#### Exercise brief:
Every line of the data below should be printed exactly.
==== Records provided
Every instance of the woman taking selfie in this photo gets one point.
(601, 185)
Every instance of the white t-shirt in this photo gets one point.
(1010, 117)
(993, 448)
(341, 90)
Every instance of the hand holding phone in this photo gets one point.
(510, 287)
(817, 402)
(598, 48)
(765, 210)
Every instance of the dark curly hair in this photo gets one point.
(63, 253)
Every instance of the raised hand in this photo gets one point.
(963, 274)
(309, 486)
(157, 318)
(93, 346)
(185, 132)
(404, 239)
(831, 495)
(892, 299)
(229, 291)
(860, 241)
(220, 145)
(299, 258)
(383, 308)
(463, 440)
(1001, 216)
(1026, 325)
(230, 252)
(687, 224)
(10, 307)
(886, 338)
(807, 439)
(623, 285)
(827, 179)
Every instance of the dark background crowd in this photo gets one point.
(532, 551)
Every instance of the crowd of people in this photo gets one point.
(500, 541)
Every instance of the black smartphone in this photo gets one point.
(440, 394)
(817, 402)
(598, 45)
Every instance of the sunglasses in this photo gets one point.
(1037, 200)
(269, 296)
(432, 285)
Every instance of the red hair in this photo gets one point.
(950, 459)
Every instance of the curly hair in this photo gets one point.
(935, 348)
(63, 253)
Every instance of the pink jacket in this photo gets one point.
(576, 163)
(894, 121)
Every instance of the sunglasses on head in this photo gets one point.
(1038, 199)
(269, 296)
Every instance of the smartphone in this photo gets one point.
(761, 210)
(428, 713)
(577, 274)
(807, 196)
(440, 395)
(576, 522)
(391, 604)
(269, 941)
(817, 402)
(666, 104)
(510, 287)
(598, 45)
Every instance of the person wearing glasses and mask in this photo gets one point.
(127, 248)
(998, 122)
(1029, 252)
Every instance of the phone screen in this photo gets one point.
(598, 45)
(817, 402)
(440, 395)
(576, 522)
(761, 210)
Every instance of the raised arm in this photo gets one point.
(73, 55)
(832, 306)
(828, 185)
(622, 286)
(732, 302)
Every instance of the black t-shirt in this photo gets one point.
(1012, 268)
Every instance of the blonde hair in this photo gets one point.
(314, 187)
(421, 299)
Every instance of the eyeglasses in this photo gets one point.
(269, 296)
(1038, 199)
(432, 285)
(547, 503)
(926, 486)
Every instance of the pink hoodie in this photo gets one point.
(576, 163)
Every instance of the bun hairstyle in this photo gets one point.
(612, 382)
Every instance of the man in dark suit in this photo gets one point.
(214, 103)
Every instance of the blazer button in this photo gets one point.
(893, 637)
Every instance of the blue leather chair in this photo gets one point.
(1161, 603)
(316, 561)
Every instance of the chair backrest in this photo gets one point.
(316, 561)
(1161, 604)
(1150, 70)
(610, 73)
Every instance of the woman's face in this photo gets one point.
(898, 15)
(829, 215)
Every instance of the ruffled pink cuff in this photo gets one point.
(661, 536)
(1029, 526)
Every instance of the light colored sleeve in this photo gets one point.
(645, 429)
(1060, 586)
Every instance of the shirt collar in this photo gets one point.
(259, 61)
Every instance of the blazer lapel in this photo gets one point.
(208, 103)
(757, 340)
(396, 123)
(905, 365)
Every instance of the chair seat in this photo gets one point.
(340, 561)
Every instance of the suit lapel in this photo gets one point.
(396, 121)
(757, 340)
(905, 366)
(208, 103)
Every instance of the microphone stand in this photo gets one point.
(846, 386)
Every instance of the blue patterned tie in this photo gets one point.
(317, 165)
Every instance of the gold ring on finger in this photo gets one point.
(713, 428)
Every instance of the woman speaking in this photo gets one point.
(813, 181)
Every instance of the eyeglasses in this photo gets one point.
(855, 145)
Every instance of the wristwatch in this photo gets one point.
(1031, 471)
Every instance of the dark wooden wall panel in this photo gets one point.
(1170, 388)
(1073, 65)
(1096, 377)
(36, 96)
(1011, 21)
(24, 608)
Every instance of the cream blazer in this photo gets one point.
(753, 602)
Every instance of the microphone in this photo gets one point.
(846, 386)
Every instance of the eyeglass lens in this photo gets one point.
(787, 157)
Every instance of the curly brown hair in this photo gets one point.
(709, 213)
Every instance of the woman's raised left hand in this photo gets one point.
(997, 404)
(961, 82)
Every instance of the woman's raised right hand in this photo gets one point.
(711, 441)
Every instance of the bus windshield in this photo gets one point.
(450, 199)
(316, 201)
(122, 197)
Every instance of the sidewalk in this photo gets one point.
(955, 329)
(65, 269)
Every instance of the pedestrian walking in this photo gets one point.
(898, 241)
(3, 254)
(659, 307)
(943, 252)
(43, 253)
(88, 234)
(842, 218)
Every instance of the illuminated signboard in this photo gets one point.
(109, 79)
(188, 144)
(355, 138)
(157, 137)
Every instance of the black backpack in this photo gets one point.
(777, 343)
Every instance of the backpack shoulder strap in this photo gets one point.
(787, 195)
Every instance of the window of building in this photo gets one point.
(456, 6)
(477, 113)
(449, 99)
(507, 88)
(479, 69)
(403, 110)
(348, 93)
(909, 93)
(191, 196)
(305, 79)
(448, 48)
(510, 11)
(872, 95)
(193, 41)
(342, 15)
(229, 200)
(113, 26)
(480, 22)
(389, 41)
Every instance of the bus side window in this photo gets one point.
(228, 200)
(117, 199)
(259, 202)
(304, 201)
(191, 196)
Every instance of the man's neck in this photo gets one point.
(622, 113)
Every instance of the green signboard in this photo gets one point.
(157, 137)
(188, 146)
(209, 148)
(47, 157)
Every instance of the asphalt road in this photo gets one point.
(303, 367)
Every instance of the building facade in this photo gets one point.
========
#### Completed task:
Every instance of the woman taking selfie in this photo gets one point.
(601, 185)
Every instance of the white t-shirt in this photo gets one point.
(1010, 117)
(993, 448)
(341, 90)
Every instance of the hand holding phone in this photo gets one point.
(510, 287)
(817, 402)
(598, 48)
(765, 210)
Every instance of the dark curly hair in this photo gets one point.
(63, 253)
Every instance of the raised hand in this photo gets one point.
(963, 274)
(309, 486)
(157, 318)
(93, 346)
(185, 132)
(404, 239)
(831, 495)
(892, 299)
(229, 291)
(860, 241)
(220, 145)
(299, 258)
(383, 308)
(463, 440)
(1001, 216)
(1026, 325)
(230, 252)
(687, 224)
(10, 307)
(886, 338)
(807, 439)
(623, 285)
(827, 179)
Every instance of the dark background crowd in this photo gets one point.
(532, 551)
Every instance of the crowd of people in this photo gets one point.
(500, 541)
Every instance of the black smartphone in this photo gets one point.
(440, 394)
(817, 402)
(598, 45)
Every instance of the sunglasses in this photo gets one point.
(1037, 200)
(269, 296)
(432, 285)
Every instance of the red hair in this photo gets one point.
(950, 459)
Every instance of the curly hair in this photo gets one point.
(935, 348)
(63, 253)
Every instance of the pink jacket in this photo gets one point.
(576, 163)
(894, 121)
Every instance of the sunglasses on head in this photo gets one point.
(1038, 199)
(269, 296)
Every instance of the smartphone in this photo gets one point.
(761, 210)
(428, 713)
(577, 274)
(807, 196)
(440, 395)
(576, 522)
(391, 604)
(269, 941)
(817, 402)
(666, 104)
(510, 287)
(598, 45)
Every instance of the person wearing glasses and mask in this photo gets one point.
(127, 248)
(998, 122)
(1029, 252)
Every instance of the phone screen in this photo gets one point.
(598, 45)
(817, 402)
(440, 395)
(576, 522)
(761, 210)
Every instance of the raised arm in this photo gets one point.
(73, 55)
(832, 306)
(828, 185)
(622, 286)
(732, 302)
Every instance of the black t-shirt in this photo gets one point.
(1012, 268)
Every instance of the blonde hair in this photo gets one point.
(314, 187)
(421, 299)
Every instance of the eyeglasses in this photo gets one point.
(269, 296)
(1038, 199)
(432, 285)
(547, 503)
(926, 486)
Every instance of the pink hoodie in this photo gets one point.
(576, 163)
Every instance of the bun hairstyle in this photo gets one point.
(612, 382)
Every instance of the man in dark suit in this photo gets one point.
(214, 103)
Every instance of the blazer button in this photo gets one point.
(893, 637)
Every instance of the blue leather chair in this photo gets one point.
(1161, 603)
(316, 561)
Every instance of the chair backrest in this photo gets one point.
(316, 561)
(1161, 604)
(1150, 70)
(610, 73)
Every instance of the woman's face in this photo gets one point.
(898, 15)
(829, 215)
Every instance of the ruffled pink cuff in this photo gets one point.
(661, 536)
(1029, 526)
Every instance of the light colored sleeve in this photo gets one point.
(645, 429)
(1060, 586)
Every instance of the shirt collar in this photo gets one point.
(259, 61)
Every instance of the blazer lapel in this photo gets one point.
(208, 103)
(757, 340)
(396, 123)
(905, 365)
Every instance of the chair seat in this photo gets one point.
(340, 561)
Every instance of the suit lapel in this photo gets one point.
(396, 121)
(757, 340)
(905, 366)
(208, 103)
Every instance of the microphone stand in this photo gets one point.
(846, 386)
Every instance of the blue patterned tie in this photo gets one point.
(317, 165)
Every instance of the gold ring on finger in this photo gets one point.
(713, 428)
Every instance of the woman speaking in this photo gets one point.
(813, 181)
Every instance of the eyeglasses in this photo gets one point.
(855, 145)
Every instance of the wristwatch in this photo gets one point.
(1031, 471)
Every instance of the dark wooden wall panel in this photo gets one point.
(1170, 388)
(1073, 65)
(1096, 377)
(36, 96)
(1011, 21)
(24, 608)
Every instance of the cream blazer in this photo gets one point.
(753, 602)
Every instance of the microphone in this photo gets one point.
(846, 386)
Every instance of the eyeglass lens in this photo gets one point.
(787, 157)
Every instance of the curly brown hair in this photo gets one point.
(709, 213)
Every instance of the woman's raised left hand in this photo gets one point.
(997, 404)
(961, 82)
Every instance of the woman's raised right hand in this photo gets one point.
(711, 441)
Every instance of the bus windshield in this photo gets one point.
(450, 199)
(316, 201)
(122, 197)
Every instance of the sidewalk in this photo gets one point.
(955, 329)
(65, 269)
Every instance of the pedestrian walking in this photo gets one point.
(898, 241)
(3, 254)
(659, 307)
(943, 252)
(43, 253)
(88, 234)
(842, 218)
Every instance of the illuminated signboard in this photo gets one point.
(109, 79)
(188, 144)
(355, 138)
(157, 137)
Every instance of the black backpack in this photo gets one point.
(777, 343)
Every instance of the backpack shoulder strap in this photo gets one point.
(787, 195)
Every instance of the window of building in this photo gets one point.
(456, 6)
(477, 113)
(449, 99)
(507, 88)
(479, 69)
(403, 110)
(348, 93)
(909, 93)
(191, 196)
(305, 79)
(448, 48)
(510, 11)
(872, 95)
(193, 41)
(342, 15)
(229, 200)
(113, 26)
(480, 22)
(389, 41)
Every instance of the bus side window in this photo gets one point.
(228, 200)
(117, 199)
(259, 202)
(304, 201)
(191, 196)
Every instance of the man's neck in this photo gets one point.
(622, 113)
Every instance of the green signboard in this photo gets one point.
(157, 137)
(188, 146)
(209, 148)
(47, 157)
Every instance of the asphalt road in this photo gets one point.
(303, 367)
Every instance of the building facade in this photo gets one point.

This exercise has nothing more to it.